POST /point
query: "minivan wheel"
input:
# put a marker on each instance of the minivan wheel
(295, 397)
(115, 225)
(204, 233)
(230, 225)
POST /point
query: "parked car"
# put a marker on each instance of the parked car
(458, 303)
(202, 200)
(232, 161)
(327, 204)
□ □ □ □ □ □ □
Exercise task:
Render each line of the listing above as a JSON array of strings, one string per line, and omit any blank lines.

Exercise result:
[
  "POST /point",
  "query: \"minivan wheel\"",
  "input:",
  "# put a marker on each instance of the minivan wheel",
  "(295, 397)",
  "(115, 225)",
  "(204, 233)",
  "(230, 225)",
  "POST /point",
  "query: \"parked car\"",
  "# put a marker on each instance of the parked car",
  "(458, 303)",
  "(202, 200)",
  "(232, 161)",
  "(327, 204)"
]